In the passage on Book of Mormon anachronisms, what date range does Wade E. Miller give for horse fossils found in North America?

*Document segment*

--- Begin ---

Wade E. Miller, a retired paleontologist from the Department of Geology at Brigham Young University, notes results from recent studies: “Small scattered populations of horse and ass, especially in remote areas, probably survived in North America until shortly before they were reintroduced by the Spaniards. . . . The Carbon-14 dating involved was first instigated by Dr. Steven E. Jones, former physics professor at Brigham Young University. I later worked with him on these.”2 Miller notes that horse fossils found in North America have been dated from 5,890 BC to 1,120 BC.3
This research suggests caution in the firm declaration that there were no horses during Book of Mormon times. Although not yet to the point that the evidence is widely accepted, the presence of the data introduces the possibility that the Book of Mormon horse might not be anachronistic after all. Others have also accepted that there would have been modern horses among the Nephites. LDS scholar Robert R. Bennett accepts that the word horse accurately represented that animal: “In short, the Book of Mormon claims only that horses were known to some New World peoples before the time of Christ in certain limited regions of the New World. Thus we need not conclude from the text that horses were universally known in the Americas throughout pre-Columbian history.”4
Although some of the suggested anachronisms in the Book of Mormon might be resolved by the discovery that they really weren’t anachronistic at all, it is not an approach that can explain all of the anachronistic terms. Returning to our verse from Alma, so far there is no archaeological discovery that explains chariots. To date, attempts to show that chariots are not anachronistic have centered on discussions of the wheel. Because a part of the argument against chariots has also been the presumed ignorance of the wheel and axle, LDS scholars have emphasized the evidence that the wheel and axle were known. Several small ancient ceremonial objects with wheels have been recovered.5 Although that shows there was pre-Columbian knowledge of the wheel and axle, it really doesn’t tell us about chariots or any other larger wheeled vehicle, which are still unknown to exist during Book of Mormon times.
Word Choice in Translation
The use of words that have no counterpart in ancient culture is a larger category of potential anachronisms than the mention of plants and animals that are presently unknown to have been on the American continents before its European discovery in the late fifteenth century. These items have a better explanation in the fact that the Book of Mormon is a translation rather than an original document. It is entirely possible to have an anachronism in a translation that was not present in the original.

--- End ---

*Given records*
--- Begin ---

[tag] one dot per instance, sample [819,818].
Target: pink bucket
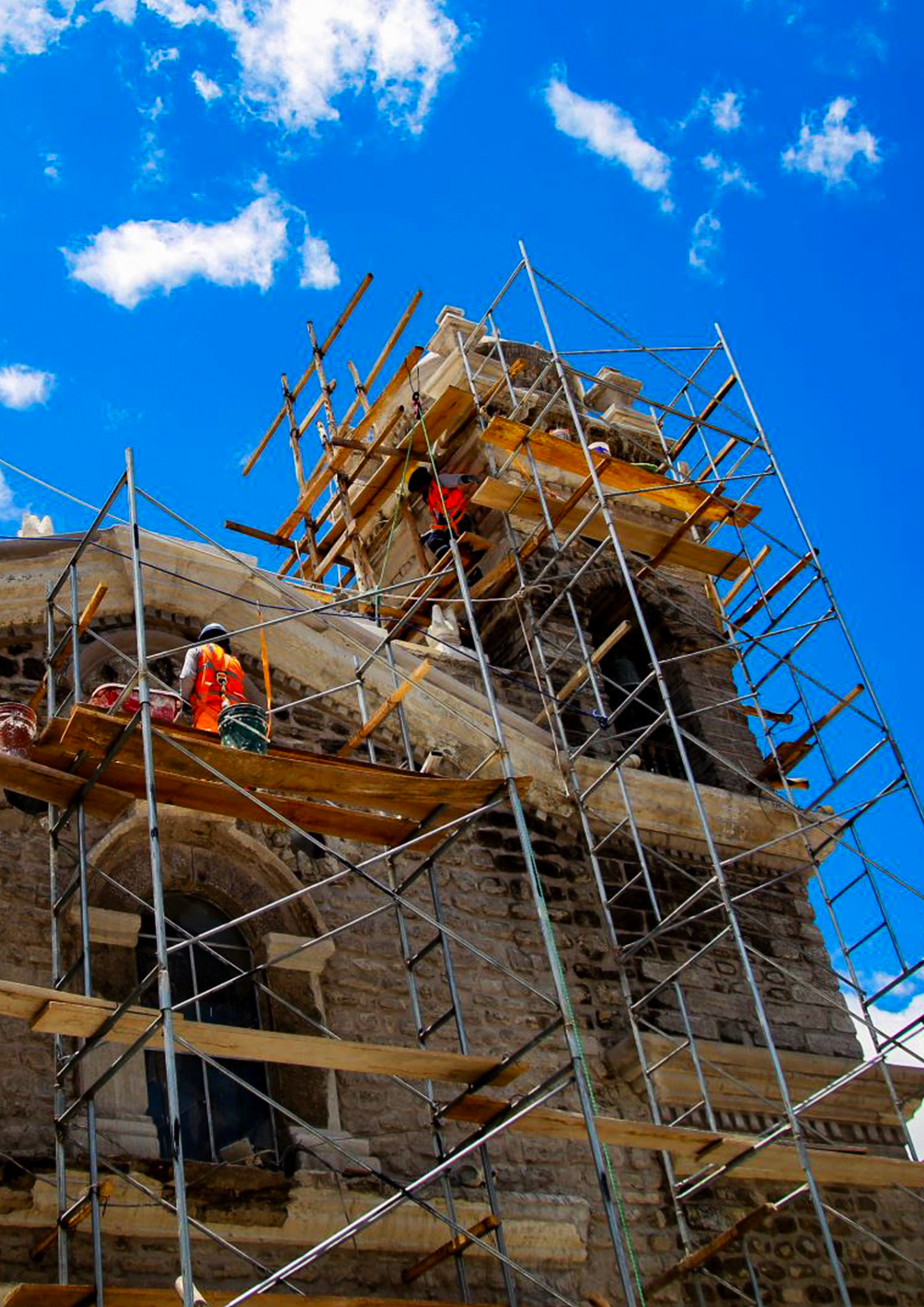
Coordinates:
[17,730]
[165,706]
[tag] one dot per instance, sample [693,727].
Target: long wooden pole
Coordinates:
[306,376]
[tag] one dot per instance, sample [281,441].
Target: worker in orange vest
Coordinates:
[212,676]
[449,509]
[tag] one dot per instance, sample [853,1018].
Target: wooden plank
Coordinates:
[785,718]
[212,797]
[398,331]
[301,383]
[77,1215]
[329,468]
[774,589]
[81,1296]
[677,537]
[738,1076]
[451,1248]
[774,1162]
[285,770]
[747,573]
[568,457]
[636,537]
[582,674]
[446,414]
[64,653]
[452,408]
[31,778]
[74,1014]
[385,709]
[694,1260]
[280,542]
[790,753]
[683,440]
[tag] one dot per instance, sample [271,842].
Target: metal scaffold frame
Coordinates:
[591,718]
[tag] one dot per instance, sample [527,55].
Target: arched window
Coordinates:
[215,1111]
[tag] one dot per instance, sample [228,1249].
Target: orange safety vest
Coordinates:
[455,502]
[218,681]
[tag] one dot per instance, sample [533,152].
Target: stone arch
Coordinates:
[212,858]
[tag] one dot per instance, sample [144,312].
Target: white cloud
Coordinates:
[610,133]
[161,57]
[21,387]
[318,268]
[208,89]
[296,58]
[154,111]
[890,1024]
[829,149]
[8,506]
[138,259]
[724,110]
[727,111]
[36,525]
[154,159]
[705,244]
[727,174]
[31,26]
[123,10]
[180,12]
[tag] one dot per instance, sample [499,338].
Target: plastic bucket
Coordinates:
[244,726]
[165,706]
[17,730]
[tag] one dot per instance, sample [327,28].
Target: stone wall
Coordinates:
[547,1186]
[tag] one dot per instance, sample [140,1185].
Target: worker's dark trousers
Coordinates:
[438,539]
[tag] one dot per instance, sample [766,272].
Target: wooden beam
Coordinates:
[301,383]
[59,787]
[280,542]
[327,468]
[76,1215]
[568,457]
[60,658]
[451,1248]
[791,752]
[694,1260]
[582,674]
[747,573]
[282,770]
[83,1296]
[774,589]
[385,709]
[364,388]
[773,1162]
[676,537]
[771,717]
[641,537]
[57,1012]
[681,442]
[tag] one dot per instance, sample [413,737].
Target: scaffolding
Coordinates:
[665,492]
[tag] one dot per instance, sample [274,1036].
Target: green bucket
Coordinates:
[244,726]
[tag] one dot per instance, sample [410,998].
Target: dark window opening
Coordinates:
[215,1111]
[633,694]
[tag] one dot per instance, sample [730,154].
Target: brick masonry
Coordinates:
[362,995]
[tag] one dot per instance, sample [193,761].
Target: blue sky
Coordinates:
[186,183]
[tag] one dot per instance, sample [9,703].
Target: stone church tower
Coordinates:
[514,937]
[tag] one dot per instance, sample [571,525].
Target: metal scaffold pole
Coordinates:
[165,1000]
[685,841]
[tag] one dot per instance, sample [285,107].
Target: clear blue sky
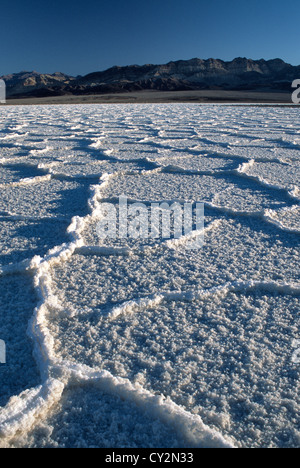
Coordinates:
[91,35]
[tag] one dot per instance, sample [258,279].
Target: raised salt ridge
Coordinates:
[143,342]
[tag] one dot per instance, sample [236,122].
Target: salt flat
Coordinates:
[142,342]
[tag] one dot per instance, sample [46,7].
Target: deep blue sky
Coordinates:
[80,37]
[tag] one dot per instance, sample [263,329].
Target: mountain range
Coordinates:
[195,74]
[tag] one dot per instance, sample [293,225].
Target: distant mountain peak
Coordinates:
[239,74]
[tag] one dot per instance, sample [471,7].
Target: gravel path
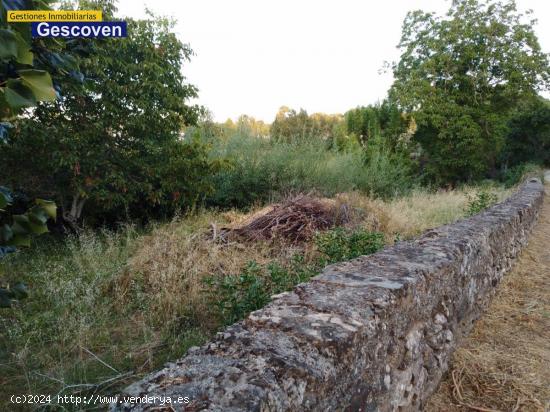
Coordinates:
[503,364]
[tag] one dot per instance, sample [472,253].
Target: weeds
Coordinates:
[340,244]
[237,295]
[479,202]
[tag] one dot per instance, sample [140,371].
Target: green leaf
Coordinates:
[49,206]
[8,45]
[6,298]
[40,82]
[5,233]
[18,95]
[24,54]
[3,201]
[19,291]
[20,240]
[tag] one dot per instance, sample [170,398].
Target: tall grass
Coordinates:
[261,170]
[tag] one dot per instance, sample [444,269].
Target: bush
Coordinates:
[260,170]
[235,296]
[481,201]
[340,244]
[516,174]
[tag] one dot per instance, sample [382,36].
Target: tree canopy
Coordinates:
[461,75]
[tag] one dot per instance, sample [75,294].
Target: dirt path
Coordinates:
[504,365]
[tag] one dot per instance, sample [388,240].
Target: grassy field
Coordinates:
[107,307]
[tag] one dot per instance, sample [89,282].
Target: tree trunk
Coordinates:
[72,216]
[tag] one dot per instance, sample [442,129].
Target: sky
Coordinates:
[254,56]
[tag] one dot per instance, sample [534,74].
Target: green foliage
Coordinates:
[369,122]
[17,232]
[515,174]
[460,77]
[479,202]
[339,244]
[27,66]
[235,296]
[290,125]
[116,145]
[258,170]
[528,138]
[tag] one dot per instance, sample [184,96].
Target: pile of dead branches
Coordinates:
[296,219]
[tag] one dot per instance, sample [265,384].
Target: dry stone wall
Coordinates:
[372,334]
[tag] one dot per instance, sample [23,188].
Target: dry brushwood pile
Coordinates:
[296,219]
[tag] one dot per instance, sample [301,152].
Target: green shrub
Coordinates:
[516,174]
[237,295]
[479,202]
[340,244]
[259,170]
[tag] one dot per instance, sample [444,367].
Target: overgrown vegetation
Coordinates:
[114,139]
[135,298]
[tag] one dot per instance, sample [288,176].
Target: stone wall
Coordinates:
[372,334]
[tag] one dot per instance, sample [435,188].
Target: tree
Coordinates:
[461,76]
[118,143]
[290,125]
[23,83]
[528,139]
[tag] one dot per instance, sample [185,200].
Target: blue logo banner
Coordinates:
[98,29]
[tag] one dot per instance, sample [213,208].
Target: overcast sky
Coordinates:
[253,56]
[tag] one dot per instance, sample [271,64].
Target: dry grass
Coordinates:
[171,262]
[296,219]
[413,214]
[135,300]
[505,363]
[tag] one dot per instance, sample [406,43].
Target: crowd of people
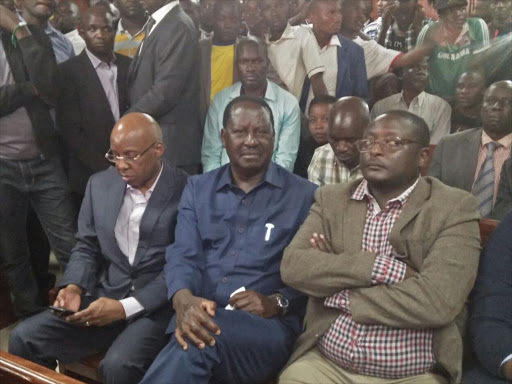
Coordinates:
[233,189]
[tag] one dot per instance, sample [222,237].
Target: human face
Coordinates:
[326,17]
[98,34]
[501,12]
[252,66]
[354,16]
[382,5]
[319,122]
[497,111]
[248,138]
[138,173]
[226,23]
[454,16]
[253,17]
[38,9]
[344,132]
[470,90]
[276,14]
[131,9]
[416,77]
[387,169]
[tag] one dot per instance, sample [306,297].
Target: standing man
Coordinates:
[233,225]
[472,160]
[435,111]
[131,27]
[163,81]
[114,279]
[92,99]
[252,64]
[338,160]
[31,173]
[388,263]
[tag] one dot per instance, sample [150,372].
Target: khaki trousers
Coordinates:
[313,368]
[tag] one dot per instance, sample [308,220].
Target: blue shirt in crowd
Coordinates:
[227,239]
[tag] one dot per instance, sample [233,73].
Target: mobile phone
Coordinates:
[59,311]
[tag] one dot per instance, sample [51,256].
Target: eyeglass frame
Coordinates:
[384,147]
[128,159]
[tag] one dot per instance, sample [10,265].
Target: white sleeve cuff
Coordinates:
[131,306]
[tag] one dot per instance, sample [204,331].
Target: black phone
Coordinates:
[59,311]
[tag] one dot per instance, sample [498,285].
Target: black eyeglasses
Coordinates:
[389,144]
[110,156]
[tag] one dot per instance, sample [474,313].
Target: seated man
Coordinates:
[316,133]
[252,65]
[472,160]
[345,69]
[338,161]
[115,277]
[490,320]
[388,262]
[435,111]
[233,225]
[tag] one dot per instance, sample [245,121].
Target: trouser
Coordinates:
[249,349]
[130,346]
[313,368]
[40,183]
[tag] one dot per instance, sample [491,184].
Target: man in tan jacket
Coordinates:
[388,262]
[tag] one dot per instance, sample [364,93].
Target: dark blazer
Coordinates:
[33,67]
[163,82]
[437,234]
[97,264]
[84,116]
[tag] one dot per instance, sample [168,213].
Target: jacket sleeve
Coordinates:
[490,320]
[437,293]
[321,274]
[40,65]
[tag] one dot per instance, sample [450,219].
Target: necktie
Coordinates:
[483,189]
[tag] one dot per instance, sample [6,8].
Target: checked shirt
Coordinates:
[376,350]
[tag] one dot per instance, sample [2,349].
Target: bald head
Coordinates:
[348,119]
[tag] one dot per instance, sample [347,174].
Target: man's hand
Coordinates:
[320,242]
[69,298]
[194,320]
[99,313]
[255,303]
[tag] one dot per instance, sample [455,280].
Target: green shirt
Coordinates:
[447,63]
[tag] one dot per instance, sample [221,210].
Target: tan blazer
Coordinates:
[437,234]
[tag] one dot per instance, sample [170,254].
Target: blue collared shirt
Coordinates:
[286,111]
[227,239]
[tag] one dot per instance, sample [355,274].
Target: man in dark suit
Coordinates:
[93,96]
[472,160]
[115,276]
[163,81]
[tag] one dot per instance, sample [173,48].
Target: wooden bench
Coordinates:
[15,370]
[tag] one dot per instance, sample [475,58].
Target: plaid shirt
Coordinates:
[376,350]
[325,169]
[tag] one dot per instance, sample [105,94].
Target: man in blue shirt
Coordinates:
[233,225]
[252,64]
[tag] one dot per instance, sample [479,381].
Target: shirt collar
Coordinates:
[362,191]
[505,141]
[161,12]
[270,177]
[97,62]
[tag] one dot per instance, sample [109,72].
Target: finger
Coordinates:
[179,338]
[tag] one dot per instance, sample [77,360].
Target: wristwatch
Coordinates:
[282,302]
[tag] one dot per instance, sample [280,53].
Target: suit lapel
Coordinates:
[160,197]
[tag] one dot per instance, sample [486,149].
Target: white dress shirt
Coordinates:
[127,232]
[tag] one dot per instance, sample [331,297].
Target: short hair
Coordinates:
[251,99]
[420,127]
[322,99]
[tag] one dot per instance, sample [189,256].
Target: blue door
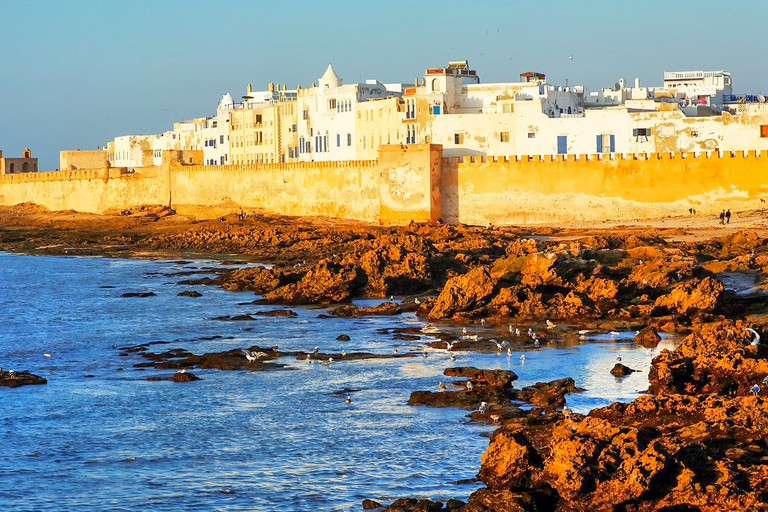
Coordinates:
[562,144]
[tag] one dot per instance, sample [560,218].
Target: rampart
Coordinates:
[563,188]
[415,182]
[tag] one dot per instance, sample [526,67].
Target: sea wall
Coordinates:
[564,188]
[346,189]
[338,189]
[414,182]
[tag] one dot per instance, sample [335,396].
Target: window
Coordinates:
[562,144]
[641,134]
[606,143]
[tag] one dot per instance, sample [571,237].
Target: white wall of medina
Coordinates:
[528,131]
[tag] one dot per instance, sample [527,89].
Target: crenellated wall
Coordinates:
[413,182]
[534,189]
[339,189]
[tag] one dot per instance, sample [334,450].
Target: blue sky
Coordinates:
[75,74]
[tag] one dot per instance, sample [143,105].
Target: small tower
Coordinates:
[329,80]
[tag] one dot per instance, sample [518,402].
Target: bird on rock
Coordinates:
[501,345]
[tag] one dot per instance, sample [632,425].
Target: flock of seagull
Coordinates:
[254,356]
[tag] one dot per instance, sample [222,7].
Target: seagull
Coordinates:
[756,338]
[429,329]
[500,345]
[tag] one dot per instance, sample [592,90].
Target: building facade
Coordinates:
[692,111]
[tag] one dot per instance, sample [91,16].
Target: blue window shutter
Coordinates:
[562,144]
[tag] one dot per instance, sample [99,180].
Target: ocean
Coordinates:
[99,436]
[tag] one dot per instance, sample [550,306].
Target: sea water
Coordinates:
[99,436]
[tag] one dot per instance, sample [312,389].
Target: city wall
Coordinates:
[414,182]
[565,188]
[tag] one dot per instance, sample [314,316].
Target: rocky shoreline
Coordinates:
[696,441]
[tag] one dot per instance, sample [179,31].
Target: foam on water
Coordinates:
[99,436]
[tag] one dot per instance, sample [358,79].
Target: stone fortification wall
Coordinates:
[534,189]
[346,189]
[415,182]
[339,189]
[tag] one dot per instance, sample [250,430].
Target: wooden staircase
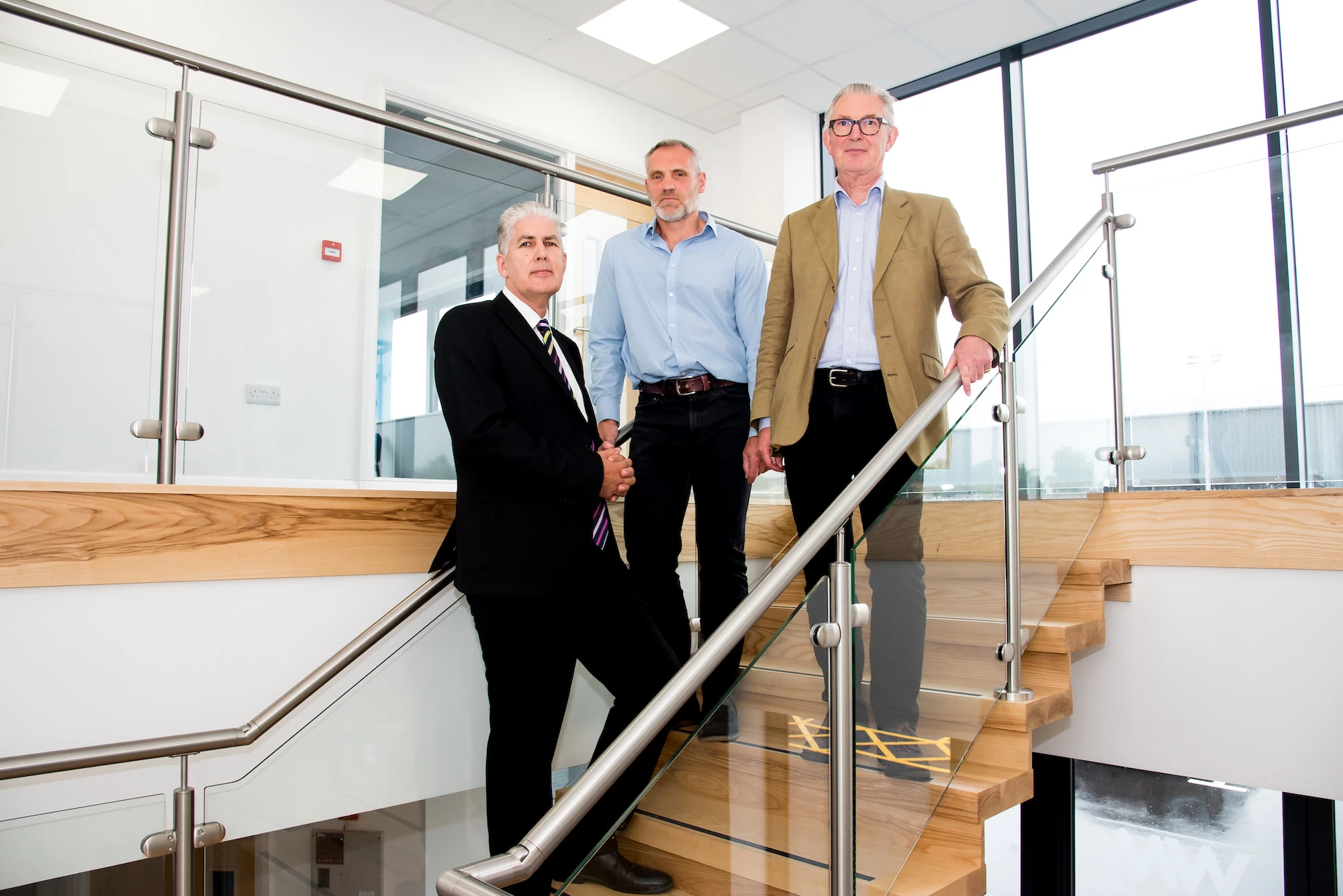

--- End ---

*Result*
5,890 BC to 1,120 BC